## The task:
Repeat every line of the following material exactly.

## Source material:
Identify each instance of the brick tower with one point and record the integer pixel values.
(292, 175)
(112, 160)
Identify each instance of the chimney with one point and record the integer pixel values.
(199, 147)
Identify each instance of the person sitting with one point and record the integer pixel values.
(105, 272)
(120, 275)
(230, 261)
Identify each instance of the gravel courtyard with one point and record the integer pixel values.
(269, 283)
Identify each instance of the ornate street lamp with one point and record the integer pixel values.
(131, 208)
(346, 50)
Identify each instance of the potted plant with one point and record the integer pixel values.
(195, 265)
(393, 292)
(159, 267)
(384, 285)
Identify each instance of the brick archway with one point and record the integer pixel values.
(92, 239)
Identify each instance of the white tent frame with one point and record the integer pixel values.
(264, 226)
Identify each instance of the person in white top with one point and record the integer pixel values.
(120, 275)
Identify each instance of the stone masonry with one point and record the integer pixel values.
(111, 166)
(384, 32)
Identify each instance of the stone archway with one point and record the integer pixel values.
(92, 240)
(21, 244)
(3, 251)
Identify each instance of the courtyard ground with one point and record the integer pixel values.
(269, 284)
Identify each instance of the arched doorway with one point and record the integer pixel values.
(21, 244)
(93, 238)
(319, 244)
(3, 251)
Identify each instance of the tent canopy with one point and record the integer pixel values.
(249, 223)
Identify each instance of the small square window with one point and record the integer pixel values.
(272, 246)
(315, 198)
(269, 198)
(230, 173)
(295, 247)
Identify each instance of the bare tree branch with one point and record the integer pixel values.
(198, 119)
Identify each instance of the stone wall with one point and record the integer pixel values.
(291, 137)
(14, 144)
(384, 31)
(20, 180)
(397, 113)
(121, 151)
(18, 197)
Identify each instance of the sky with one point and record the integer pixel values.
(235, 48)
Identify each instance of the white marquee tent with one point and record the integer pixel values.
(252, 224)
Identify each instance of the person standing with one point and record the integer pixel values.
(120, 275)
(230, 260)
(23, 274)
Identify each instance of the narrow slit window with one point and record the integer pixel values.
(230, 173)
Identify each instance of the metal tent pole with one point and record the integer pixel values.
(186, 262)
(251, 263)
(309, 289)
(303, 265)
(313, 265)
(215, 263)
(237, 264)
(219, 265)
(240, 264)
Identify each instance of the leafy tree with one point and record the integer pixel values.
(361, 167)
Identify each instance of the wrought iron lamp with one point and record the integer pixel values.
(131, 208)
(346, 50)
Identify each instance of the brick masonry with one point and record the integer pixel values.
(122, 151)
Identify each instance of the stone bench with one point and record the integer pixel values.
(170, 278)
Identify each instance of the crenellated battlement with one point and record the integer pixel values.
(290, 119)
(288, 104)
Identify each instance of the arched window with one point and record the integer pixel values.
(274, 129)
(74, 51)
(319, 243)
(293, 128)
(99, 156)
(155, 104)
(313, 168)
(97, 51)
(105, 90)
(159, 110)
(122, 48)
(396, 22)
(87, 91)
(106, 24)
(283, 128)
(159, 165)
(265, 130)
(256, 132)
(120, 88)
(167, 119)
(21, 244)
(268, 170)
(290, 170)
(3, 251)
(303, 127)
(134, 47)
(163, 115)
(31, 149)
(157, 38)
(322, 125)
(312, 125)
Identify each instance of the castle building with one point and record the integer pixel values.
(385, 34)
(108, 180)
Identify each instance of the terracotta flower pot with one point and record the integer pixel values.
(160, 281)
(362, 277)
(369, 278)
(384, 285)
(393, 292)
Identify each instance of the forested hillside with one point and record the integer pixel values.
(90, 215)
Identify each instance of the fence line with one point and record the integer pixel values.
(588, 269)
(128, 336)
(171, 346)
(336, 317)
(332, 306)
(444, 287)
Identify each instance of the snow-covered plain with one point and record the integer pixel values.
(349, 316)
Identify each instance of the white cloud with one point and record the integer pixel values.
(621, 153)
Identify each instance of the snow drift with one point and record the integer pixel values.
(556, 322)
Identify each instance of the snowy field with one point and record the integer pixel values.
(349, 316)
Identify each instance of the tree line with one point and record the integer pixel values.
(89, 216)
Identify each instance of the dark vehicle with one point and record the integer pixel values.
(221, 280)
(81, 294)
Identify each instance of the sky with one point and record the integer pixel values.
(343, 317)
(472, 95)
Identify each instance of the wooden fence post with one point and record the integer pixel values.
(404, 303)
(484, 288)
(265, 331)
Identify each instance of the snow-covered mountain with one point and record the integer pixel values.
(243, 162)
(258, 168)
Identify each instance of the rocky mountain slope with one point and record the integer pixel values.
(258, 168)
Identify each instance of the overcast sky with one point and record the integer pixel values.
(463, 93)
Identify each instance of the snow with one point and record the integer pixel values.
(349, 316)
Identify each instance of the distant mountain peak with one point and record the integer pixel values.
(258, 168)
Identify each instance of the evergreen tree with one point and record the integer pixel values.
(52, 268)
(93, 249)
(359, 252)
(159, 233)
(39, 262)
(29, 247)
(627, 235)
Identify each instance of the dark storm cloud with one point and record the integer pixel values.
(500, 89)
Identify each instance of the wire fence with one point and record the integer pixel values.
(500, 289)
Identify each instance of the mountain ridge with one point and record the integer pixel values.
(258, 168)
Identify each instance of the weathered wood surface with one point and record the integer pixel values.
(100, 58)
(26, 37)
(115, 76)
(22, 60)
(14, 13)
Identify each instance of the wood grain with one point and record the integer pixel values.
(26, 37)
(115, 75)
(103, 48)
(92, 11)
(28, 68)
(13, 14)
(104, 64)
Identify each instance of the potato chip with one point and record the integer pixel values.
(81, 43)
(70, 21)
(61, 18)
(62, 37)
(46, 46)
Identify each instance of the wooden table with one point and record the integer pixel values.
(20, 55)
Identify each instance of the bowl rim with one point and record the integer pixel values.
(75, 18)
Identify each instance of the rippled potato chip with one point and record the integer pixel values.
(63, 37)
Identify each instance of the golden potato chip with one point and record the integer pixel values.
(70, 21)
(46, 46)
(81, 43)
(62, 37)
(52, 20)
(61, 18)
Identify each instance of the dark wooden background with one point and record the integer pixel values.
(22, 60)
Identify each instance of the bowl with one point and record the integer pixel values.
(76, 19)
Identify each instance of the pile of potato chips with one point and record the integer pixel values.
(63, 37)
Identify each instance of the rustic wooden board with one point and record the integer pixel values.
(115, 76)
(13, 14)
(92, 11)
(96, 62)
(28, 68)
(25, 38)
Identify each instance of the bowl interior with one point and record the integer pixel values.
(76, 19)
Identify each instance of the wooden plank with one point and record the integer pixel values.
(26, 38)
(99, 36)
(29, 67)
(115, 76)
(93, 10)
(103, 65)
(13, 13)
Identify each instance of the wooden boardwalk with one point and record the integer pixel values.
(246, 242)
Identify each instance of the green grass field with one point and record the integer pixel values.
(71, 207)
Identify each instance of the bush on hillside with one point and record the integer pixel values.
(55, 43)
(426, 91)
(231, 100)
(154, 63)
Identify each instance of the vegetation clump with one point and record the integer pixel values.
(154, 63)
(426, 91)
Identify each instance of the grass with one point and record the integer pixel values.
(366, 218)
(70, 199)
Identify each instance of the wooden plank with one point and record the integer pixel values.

## Written response:
Identify each instance of the brick tower with one point and record the integer pixel values.
(292, 175)
(112, 160)
Identify each instance of the chimney with one point and record the integer pixel values.
(199, 147)
Identify each instance of the person sitting with one point and record the integer pixel values.
(105, 272)
(120, 275)
(230, 261)
Identify each instance of the gravel courtyard with one point and record the integer pixel values.
(269, 283)
Identify each instance of the ornate street lamp with one point and record the integer pixel values.
(131, 208)
(346, 50)
Identify each instance of the potted plant with one point and record the integer pixel values.
(195, 265)
(393, 292)
(159, 267)
(384, 285)
Identify each instance of the brick archway with one point and record the integer pixel values.
(92, 239)
Identify each instance of the white tent frame with one point and record the integer pixel values.
(264, 226)
Identify each instance of the person in white top with one point and record the integer pixel values.
(120, 275)
Identify each instance of the stone masonry with one point and record the integer pixel values.
(111, 166)
(384, 32)
Identify each instance of the stone archway with one point and record the integer pixel values.
(92, 240)
(21, 244)
(3, 251)
Identify each instance of the courtyard ground with one point and record the integer pixel values.
(269, 284)
Identify each instance of the arched doorway with one point and record the integer pixel values.
(21, 244)
(93, 238)
(319, 244)
(3, 251)
Identify each instance of the tent canopy with one point and record the integer pixel values.
(249, 223)
Identify each instance of the small square window with one point and record the integer pixel values.
(272, 246)
(315, 198)
(269, 198)
(230, 173)
(295, 247)
Identify each instance of the bare tree branch with one point and record the integer pixel values.
(198, 119)
Identify each instance of the stone wall with one point and record the integer pixel values.
(291, 137)
(14, 144)
(384, 31)
(20, 180)
(397, 113)
(121, 151)
(18, 197)
Identify each instance of the sky with one point and record the integer pixel values.
(235, 48)
Identify each instance of the white marquee tent with one point and record the integer pixel values.
(252, 224)
Identify each instance of the person standing with one point and record the integer pixel values.
(120, 275)
(230, 260)
(23, 274)
Identify each instance of the narrow slit window with one point and record the integer pixel values.
(230, 173)
Identify each instance of the metal tent pole with one point and record the integer pixel values.
(186, 262)
(251, 263)
(309, 289)
(303, 265)
(313, 265)
(215, 263)
(237, 264)
(219, 265)
(240, 264)
Identify each instance of the leafy tree with one point and record the integer pixel values.
(361, 167)
Identify each instance of the wrought iron lamp with one point and record the integer pixel values.
(131, 208)
(346, 50)
Identify each instance of the brick masonry with one point and record the integer pixel values.
(122, 151)
Identify each instance of the stone bench with one point and record the integer pixel values.
(170, 278)
Identify each instance of the crenellated battlement with one point and record the integer pixel values.
(290, 119)
(288, 104)
Identify each instance of the arched window with one point and record the integer pixel values.
(274, 129)
(74, 51)
(319, 243)
(293, 128)
(99, 156)
(155, 104)
(313, 168)
(97, 51)
(105, 90)
(159, 110)
(122, 48)
(396, 22)
(87, 91)
(106, 24)
(283, 128)
(159, 165)
(265, 130)
(256, 132)
(120, 88)
(167, 119)
(21, 244)
(268, 170)
(290, 170)
(3, 251)
(303, 127)
(134, 47)
(163, 115)
(31, 149)
(157, 38)
(322, 125)
(312, 125)
Identify each instance of the castle building with one point and record the integer pixel values.
(385, 34)
(108, 180)
Identify each instance of the terracotta flower pot with one point and record the integer pixel values.
(160, 281)
(362, 277)
(369, 278)
(384, 285)
(393, 292)
Identify each instance of the forested hillside with one point and record the integer pixel values.
(90, 215)
Identify each instance of the fence line with one point and record the integer pixel values.
(588, 269)
(128, 336)
(171, 346)
(336, 317)
(332, 306)
(444, 287)
Identify each instance of the snow-covered plain with one point and record the integer pixel values.
(349, 316)
Identify each instance of the white cloud with one point and record the integer pixel values.
(621, 153)
Identify each instance of the snow drift with one point and record the integer pixel values.
(556, 322)
Identify each instance of the snowy field with one point and record the integer pixel values.
(349, 316)
Identify each instance of the tree line with one point and record the integer pixel values.
(89, 216)
Identify each instance of the dark vehicle with one point and record the integer pixel values.
(221, 280)
(81, 294)
Identify each instance of the sky with one point and record the integer pixel values.
(343, 317)
(472, 95)
Identify each instance of the wooden fence post with one point and record the integer pixel values.
(404, 303)
(484, 288)
(265, 331)
Identify each instance of the snow-covered mountain with one point and record the integer pixel values.
(243, 162)
(258, 168)
Identify each instance of the rocky mountain slope with one point and record the integer pixel values.
(258, 168)
Identify each instance of the overcast sky with one point and record the integer pixel values.
(463, 93)
Identify each instance of the snow with one point and record the integer pixel values.
(349, 316)
Identify each instance of the distant mountain peak with one point and record the integer pixel values.
(258, 168)
Identify each instance of the evergreen tree with one point and record the integer pixel values.
(52, 268)
(93, 249)
(359, 252)
(159, 233)
(39, 262)
(29, 247)
(627, 235)
Identify each instance of the dark storm cloud with one point and record the integer pixel values.
(500, 89)
Identify each instance of the wire fence with one point and record the integer pixel values.
(500, 289)
Identify each instance of the mountain ridge with one point and record the integer pixel values.
(258, 168)
Identify each instance of the weathered wood surface with one point and record the integer pixel values.
(100, 58)
(26, 37)
(115, 76)
(22, 60)
(14, 13)
Identify each instance of the wood grain with one point and record the integer pixel values.
(26, 37)
(115, 75)
(103, 48)
(92, 11)
(28, 68)
(13, 14)
(104, 64)
Identify each instance of the potato chip with one point and record the integer pixel values.
(81, 43)
(70, 21)
(61, 18)
(62, 37)
(46, 46)
Identify each instance of the wooden table with one point and record the integer pixel values.
(20, 55)
Identify each instance of the bowl rim with one point and record the integer pixel values.
(75, 18)
Identify each instance of the rippled potato chip with one point and record the integer pixel values.
(63, 37)
Identify each instance of the golden potato chip with one point and record the integer pixel values.
(70, 21)
(46, 46)
(81, 43)
(62, 37)
(52, 20)
(61, 18)
Identify each instance of the dark wooden background with one point and record the integer pixel values.
(22, 60)
Identify each instance of the bowl with one point and record the integer pixel values.
(76, 19)
Identify each instance of the pile of potato chips with one point and record the integer pixel values.
(63, 37)
Identify each instance of the rustic wooden board with one point and record the integer pixel values.
(115, 76)
(13, 14)
(92, 11)
(96, 62)
(28, 68)
(25, 38)
Identify each instance of the bowl interior with one point and record the integer pixel values.
(76, 19)
Identify each instance of the wooden plank with one point and record the integer pixel values.
(26, 38)
(99, 36)
(29, 67)
(115, 76)
(93, 10)
(103, 65)
(13, 13)
Identify each instance of the wooden boardwalk with one point and record the integer pixel values.
(246, 242)
Identify each instance of the green grass field with one point and record the integer pixel values.
(71, 207)
Identify each instance of the bush on hillside with one point and record the integer pixel values.
(55, 43)
(426, 91)
(231, 100)
(154, 63)
Identify each instance of the vegetation clump with one point and record the integer pixel values.
(154, 63)
(426, 91)
Identify each instance of the grass with one point and record the integer pixel values.
(366, 218)
(70, 199)
Identify each instance of the wooden plank with one point and record the integer pixel values.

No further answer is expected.